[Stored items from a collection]
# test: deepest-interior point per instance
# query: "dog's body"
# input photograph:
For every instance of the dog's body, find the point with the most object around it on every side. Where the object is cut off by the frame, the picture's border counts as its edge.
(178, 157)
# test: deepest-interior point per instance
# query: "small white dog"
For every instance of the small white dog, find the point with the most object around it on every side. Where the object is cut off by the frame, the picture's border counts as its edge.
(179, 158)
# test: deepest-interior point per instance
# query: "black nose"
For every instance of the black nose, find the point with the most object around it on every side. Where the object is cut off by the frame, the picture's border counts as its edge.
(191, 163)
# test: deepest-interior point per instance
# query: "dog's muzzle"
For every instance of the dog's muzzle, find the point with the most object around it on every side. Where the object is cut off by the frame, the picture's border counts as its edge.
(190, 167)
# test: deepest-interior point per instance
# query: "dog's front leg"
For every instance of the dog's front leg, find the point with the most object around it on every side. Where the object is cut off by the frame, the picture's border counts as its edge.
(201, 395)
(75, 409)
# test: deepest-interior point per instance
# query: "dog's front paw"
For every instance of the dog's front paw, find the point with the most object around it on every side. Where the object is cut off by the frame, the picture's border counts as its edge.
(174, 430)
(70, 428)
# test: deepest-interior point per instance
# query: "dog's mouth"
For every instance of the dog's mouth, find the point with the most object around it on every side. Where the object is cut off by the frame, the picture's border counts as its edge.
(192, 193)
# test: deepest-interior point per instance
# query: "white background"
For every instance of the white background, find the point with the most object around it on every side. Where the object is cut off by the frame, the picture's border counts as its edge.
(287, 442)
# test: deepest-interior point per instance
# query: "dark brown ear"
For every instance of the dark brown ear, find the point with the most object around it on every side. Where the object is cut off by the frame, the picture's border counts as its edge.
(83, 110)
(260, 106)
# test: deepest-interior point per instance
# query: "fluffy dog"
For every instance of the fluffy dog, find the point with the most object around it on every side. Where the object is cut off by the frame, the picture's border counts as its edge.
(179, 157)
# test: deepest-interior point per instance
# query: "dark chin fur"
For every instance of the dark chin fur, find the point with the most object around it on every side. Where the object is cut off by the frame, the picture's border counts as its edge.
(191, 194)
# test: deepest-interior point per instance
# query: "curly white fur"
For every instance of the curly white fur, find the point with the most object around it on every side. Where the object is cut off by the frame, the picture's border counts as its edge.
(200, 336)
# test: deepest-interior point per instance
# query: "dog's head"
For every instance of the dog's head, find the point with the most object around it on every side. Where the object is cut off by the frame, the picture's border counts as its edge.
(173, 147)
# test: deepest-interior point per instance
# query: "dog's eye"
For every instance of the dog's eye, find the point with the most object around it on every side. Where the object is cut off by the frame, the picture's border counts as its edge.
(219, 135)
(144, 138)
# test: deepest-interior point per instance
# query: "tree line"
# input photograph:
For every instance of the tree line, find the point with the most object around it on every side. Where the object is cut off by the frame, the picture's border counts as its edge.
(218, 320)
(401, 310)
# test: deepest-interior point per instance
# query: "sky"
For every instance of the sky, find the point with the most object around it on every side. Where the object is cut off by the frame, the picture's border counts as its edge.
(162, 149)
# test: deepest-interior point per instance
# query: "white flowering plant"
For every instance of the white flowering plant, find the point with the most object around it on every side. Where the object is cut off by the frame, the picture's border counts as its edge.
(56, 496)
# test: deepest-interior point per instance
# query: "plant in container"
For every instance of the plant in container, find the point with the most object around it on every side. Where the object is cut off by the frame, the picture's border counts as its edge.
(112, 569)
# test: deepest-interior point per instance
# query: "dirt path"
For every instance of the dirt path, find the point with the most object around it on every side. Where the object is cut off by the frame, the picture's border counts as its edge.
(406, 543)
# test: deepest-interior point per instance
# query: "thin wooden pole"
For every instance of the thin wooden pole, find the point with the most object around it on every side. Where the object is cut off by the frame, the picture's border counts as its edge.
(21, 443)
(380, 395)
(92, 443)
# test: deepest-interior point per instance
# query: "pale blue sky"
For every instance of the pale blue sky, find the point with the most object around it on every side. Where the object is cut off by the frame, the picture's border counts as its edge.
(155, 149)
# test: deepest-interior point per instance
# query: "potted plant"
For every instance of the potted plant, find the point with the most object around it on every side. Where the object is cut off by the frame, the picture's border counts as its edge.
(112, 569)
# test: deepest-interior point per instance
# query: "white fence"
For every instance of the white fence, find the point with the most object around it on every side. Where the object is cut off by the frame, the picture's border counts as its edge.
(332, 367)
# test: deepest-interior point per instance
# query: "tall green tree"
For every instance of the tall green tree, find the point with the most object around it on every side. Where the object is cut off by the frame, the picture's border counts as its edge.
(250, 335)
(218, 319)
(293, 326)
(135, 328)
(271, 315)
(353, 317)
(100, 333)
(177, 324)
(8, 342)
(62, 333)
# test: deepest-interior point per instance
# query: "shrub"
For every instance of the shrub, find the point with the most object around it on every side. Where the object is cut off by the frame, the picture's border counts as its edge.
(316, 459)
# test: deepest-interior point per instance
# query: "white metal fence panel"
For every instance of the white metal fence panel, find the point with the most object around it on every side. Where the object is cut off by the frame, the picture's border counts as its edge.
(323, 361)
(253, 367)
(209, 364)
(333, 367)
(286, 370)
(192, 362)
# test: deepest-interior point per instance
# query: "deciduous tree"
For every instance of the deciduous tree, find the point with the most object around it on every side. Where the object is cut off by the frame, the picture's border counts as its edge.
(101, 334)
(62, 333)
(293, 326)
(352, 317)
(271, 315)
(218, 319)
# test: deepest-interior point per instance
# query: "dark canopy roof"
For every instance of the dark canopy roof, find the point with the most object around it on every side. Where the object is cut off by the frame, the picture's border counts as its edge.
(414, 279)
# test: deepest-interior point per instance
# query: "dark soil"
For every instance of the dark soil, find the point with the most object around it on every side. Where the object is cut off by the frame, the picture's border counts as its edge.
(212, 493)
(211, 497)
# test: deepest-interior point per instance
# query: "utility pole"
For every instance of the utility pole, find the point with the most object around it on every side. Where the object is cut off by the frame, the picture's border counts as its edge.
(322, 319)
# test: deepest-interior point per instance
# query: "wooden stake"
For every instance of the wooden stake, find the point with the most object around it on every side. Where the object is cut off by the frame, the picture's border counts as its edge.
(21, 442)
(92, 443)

Problem to work on: Each entry above is to be quoted exactly.

Solution:
# test: deepest-interior point per instance
# query: "dog's body"
# input photograph:
For every instance of the dog's body, find the point with the most object around it on every side. Where the object is cut off by the frame, the picture's border counts as its edge.
(178, 157)
# test: deepest-interior point per instance
# query: "small white dog"
For every instance of the small white dog, find the point with the most object around it on every side. Where the object is cut off by the frame, the picture's border counts as its edge.
(179, 158)
# test: deepest-interior point per instance
# query: "black nose"
For every instance of the black nose, find the point with the most object around it on every side. Where the object is cut off by the frame, the picture's border counts as its edge.
(191, 163)
# test: deepest-interior point per instance
# query: "dog's muzzle"
For every instance of the dog's muzzle, find the point with the most object around it on every side. Where the object is cut off by the frame, the picture's border counts as its edge.
(190, 167)
# test: deepest-interior point per instance
# query: "dog's front leg"
For every instance of the dog's front leg, find the point with the most object around it on every side. Where the object is cut off by the frame, the picture's border counts as its edge.
(201, 395)
(75, 409)
# test: deepest-interior point per instance
# query: "dog's front paw"
For every instance of the dog's front paw, find the point with the most object around it on every side. Where the object is cut off by the frame, the picture's border counts as its edge.
(174, 430)
(70, 428)
# test: deepest-interior point per instance
# query: "dog's mouth"
For every instance of the dog's mouth, find the point with the most object around it on every side. Where the object is cut off by the frame, the picture's border counts as its edge.
(192, 193)
# test: deepest-interior point per instance
# query: "white background"
For every instance of the white background, find the point with the most object around it on every side. Where the object is cut off by the frame, the picture's border counts as its edge.
(287, 442)
# test: deepest-interior point per instance
# query: "dark brown ear"
For every instance of the dark brown ear, find the point with the most object around it on every side. Where the object is cut off by the frame, the picture's border counts as its edge.
(83, 110)
(260, 106)
# test: deepest-interior point per instance
# query: "fluffy dog"
For every instance of the fluffy dog, find the point with the most object around it on every side. Where the object is cut off by the frame, the picture's border counts as its edge.
(179, 157)
# test: deepest-interior point per instance
# query: "dark chin fur"
For every instance of the dark chin fur, find the point with the most object around it on every side. Where the object is cut off by the frame, the picture's border counts as its edge.
(191, 194)
# test: deepest-interior point per instance
# query: "curly white fur"
For every instance of the curly white fur, find the point with the most object around it on every side. Where the object is cut off by the frame, the picture's border counts as its edge.
(200, 336)
# test: deepest-interior point per instance
# query: "dog's head"
For every instance of the dog's head, find the point with the most object around it on every side. Where the object is cut off by the frame, the picture's border counts as its edge.
(173, 147)
# test: deepest-interior point per instance
# query: "dog's eye"
For every instance of the dog's eye, find the point with the most object around it on every side. Where the object is cut off by the frame, the picture's border counts as its edge.
(219, 135)
(144, 138)
# test: deepest-interior point per instance
# query: "tree line"
# input photograph:
For every instance of the tree line, find the point with the most object around it on every side. Where the object is cut off by the frame, the picture's border counts as its edge.
(218, 320)
(401, 310)
# test: deepest-interior point per instance
# query: "sky"
For every instance of the sky, find the point with the most object around it on every side. Where the object is cut off by the frame, the picture's border counts as its edge.
(162, 149)
# test: deepest-interior point per instance
# query: "white flowering plant"
For every instance of the white flowering plant, find the point with the most object around it on every side. Where the object is cut off by the frame, the picture's border counts as its edge.
(56, 496)
# test: deepest-interior point per instance
# query: "plant in container"
For every instance of the plant in container, find the point with the most object around it on every side. Where the object is cut off by the frame, the picture's border counts as its edge.
(112, 569)
# test: deepest-interior point per instance
# query: "dirt path"
For every instance of the dirt path, find the point with the most object around it on every side. Where the object is cut off by the frame, the picture's border counts as its edge.
(406, 543)
# test: deepest-interior point per instance
# query: "thin wooden pole"
For every instance of the thin wooden pole, find the point with the most object around it on every side. Where the object is cut off by the frame, the picture's border counts as its edge.
(21, 443)
(380, 395)
(92, 443)
# test: deepest-interior point per instance
# query: "pale blue sky"
For every instance of the pale blue sky, find the point with the most object around it on every side. Where the object is cut off by the frame, the picture's border counts as its edge.
(155, 149)
# test: deepest-interior point per instance
# query: "potted plant"
For every instance of the potted plant, find the point with the most object around it on every side. Where the object is cut off by the frame, the picture's border counts as its edge.
(112, 569)
# test: deepest-interior point per instance
# query: "white fence"
For every instance of the white fence, find the point with the most object around it on every side. Where the object is cut off by the frame, the picture's border counts as its edge.
(332, 367)
# test: deepest-interior point per instance
# query: "tall green tree"
For every instance of the tall green tree, find the point with the most object around it on every side. Where the object is cut off by the frame, the picture's border counts as its edge.
(250, 335)
(218, 319)
(293, 326)
(135, 328)
(271, 315)
(353, 317)
(100, 333)
(177, 324)
(8, 342)
(62, 333)
# test: deepest-interior point per instance
# query: "shrub"
For every instance of the shrub, find the point with the most object around it on every side. Where the object is cut off by the frame, the picture's border counts as its edge.
(316, 459)
# test: deepest-interior point per instance
# query: "white metal fence panel"
For every instance of the white metal fence panel, find the point with the most object around it on every side. Where the object is cut off by the frame, the picture's border counts as its edge.
(323, 361)
(253, 367)
(209, 364)
(333, 367)
(286, 370)
(192, 362)
# test: deepest-interior point per instance
# query: "deciduous tree"
For every instance of the deciduous tree, find the point with the most object around it on every side. Where the object is cut off by the frame, the picture's border counts as its edge.
(101, 334)
(62, 333)
(293, 326)
(352, 317)
(271, 315)
(218, 319)
# test: deepest-interior point per instance
# query: "dark canopy roof"
For every instance of the dark canopy roof, find the point with the most object around it on every side. Where the object is cut off by the frame, the picture's border counts as its edge.
(414, 279)
# test: deepest-interior point per instance
# query: "dark soil"
For every instance of the dark soil, find the point with the most object around it on every side. Where the object is cut off by the frame, the picture's border counts as its edge.
(212, 493)
(211, 497)
# test: deepest-interior point per instance
# query: "utility pole"
For every instance of the utility pole, find the point with the most object around it on every side. Where the object is cut off by the frame, the picture's border counts as its edge.
(322, 319)
# test: deepest-interior point per instance
# query: "wooden stake"
For every instance of the wooden stake, find the point with the most object around it on every side. Where the object is cut off by the frame, the picture's border counts as its edge.
(21, 442)
(92, 443)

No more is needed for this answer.